== Exercise tasks ==
- A) In the blog post about interviews in Huantar, rewrite the passage starting with "Interviews (Feb. 20th, 2014)" and going on through "I meant business.", with "verguenza" replaced by "shame".
- B) Check each statement against the blog post about interviews in Huantar and answer yes or no, quoting the words that decide it: (i) The writer had lived in Huantar for more than a year. (ii) In the first interviews, the writer asked about half of the questions. (iii) The writer estimates understanding about 70% of what was said.
- C) Continue the blog post about interviews in Huantar, starting after its final sentence.

== Text ==
Saturday, March 15, 2014

Interviews (Feb. 20th, 2014)

As I near having lived in Huantar for three months (!) I’ve begun the series of interviews I will use to provide the data for my community diagnostic.*  Being a health volunteer, I ask health-related questions: Do you wash your hands? Does your bathroom smell (first, do you have a bathroom)? Does your child’s anus itch? You can see how there’s room for awkwardness.

During my first interviews I probably asked about half of the questions.  I just did not feel comfortable asking them all.  By interview six though I had lost all verguenza.  That’s right, I want to see that hot water container, I’m not taking your word for it that you have one.  You say your child has all their vaccinations?  Show me their tarjeta de CRED.  SHOW ME THE BATHROOM. In other words, I meant business.

That said, while I did direct the flow of the interview/conversation, I let the mothers I was interviewing say all they had to say on the subject.  My comprehension was probably at about 70%, but my listening ears were on 100%.  One of the women I interviewed was a talker.  We had a ten-minute conversation about how she was willing to raise her husband’s daughter from another woman.  Eventually we got into the meat of the interview.  Every question brought a backstory.  When we got to the questions about breast-feeding, the dams broke.  I don’t know if it was because she knew that she had the attention of someone who didn’t interrupt, or if it wouldn’t happened whether I was there or not, but after telling me about her inability to breastfeed her second child, she burst into tears, letting out all her life’s woes.

== Data under study ==
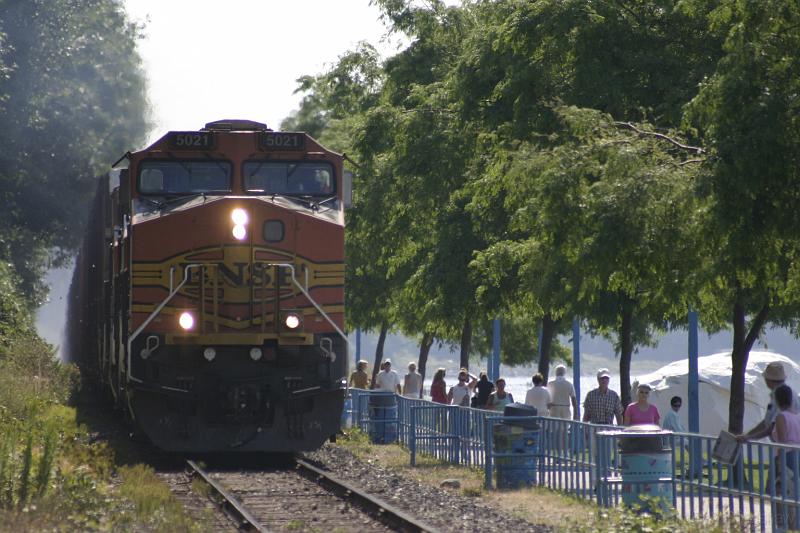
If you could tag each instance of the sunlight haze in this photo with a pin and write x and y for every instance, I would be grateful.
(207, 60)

* * *

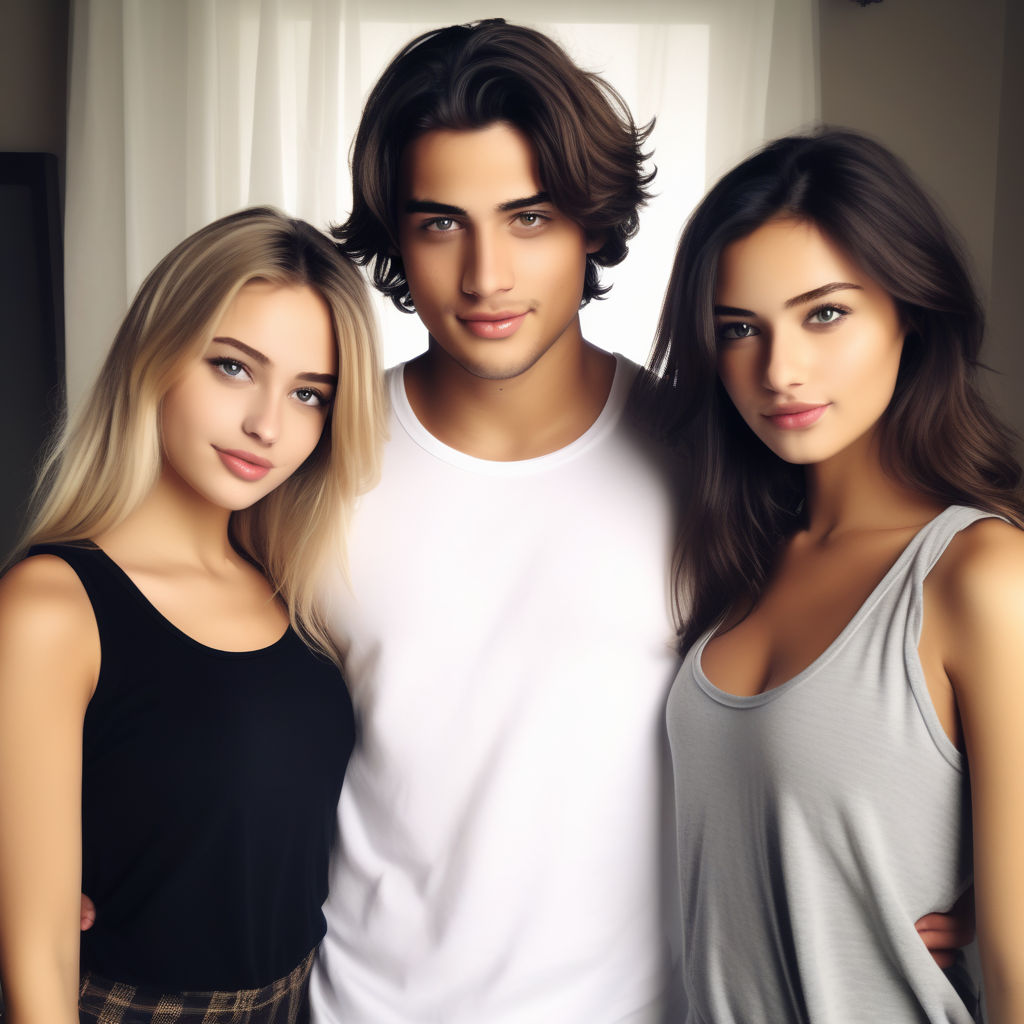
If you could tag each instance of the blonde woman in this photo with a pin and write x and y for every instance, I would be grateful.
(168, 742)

== Task-by-task results ==
- A)
Interviews (Feb. 20th, 2014)

As I near having lived in Huantar for three months (!) I’ve begun the series of interviews I will use to provide the data for my community diagnostic.*  Being a health volunteer, I ask health-related questions: Do you wash your hands? Does your bathroom smell (first, do you have a bathroom)? Does your child’s anus itch? You can see how there’s room for awkwardness.

During my first interviews I probably asked about half of the questions.  I just did not feel comfortable asking them all.  By interview six though I had lost all shame.  That’s right, I want to see that hot water container, I’m not taking your word for it that you have one.  You say your child has all their vaccinations?  Show me their tarjeta de CRED.  SHOW ME THE BATHROOM. In other words, I meant business.

- B)
(i) No: "As I near having lived in Huantar for three months"
(ii) Yes: "During my first interviews I probably asked about half of the questions."
(iii) Yes: "My comprehension was probably at about 70%"

- C)
I won’t go into the individual details; suffice it to say that she is poor, she thinks everyone in Huantar hates her because she’s from a different town originally (I think was more of a heat of the moment thing cause she seemed to be happily hanging out with people during Carnaval), and there are days when she feels like throwing herself in the river.

Woof.

The health post worker I was with, kept mouthing, “We should leave.”  So that was helpful.  In the end, I gave her a hug, said that I was here in Huantar to try to help (though I’m not sure how much attending talks about childhood nutrition will help her), and that we would talk later.

One of the things that I, and most other volunteers, are confronted with is both the vast disparities between our own circumstances and the circumstances of those we live with, as well as the limitations to what we reasonably expect of ourselves.  How to walk the line between insensitivity and taking care of yourself, between greed and generosity. 

None of my interviews since have been so exciting, or so exhausting.  I’ll admit I’m thankful for that. And hopefully, when I leave Huantar in 21 months or so, I’ll feel good about the line I walked.

March 10th update: I greeted someone in the street today and she started to tear up after I asked her name (she’s recently a widow, I think I gathered).  Maybe I just have one of those faces.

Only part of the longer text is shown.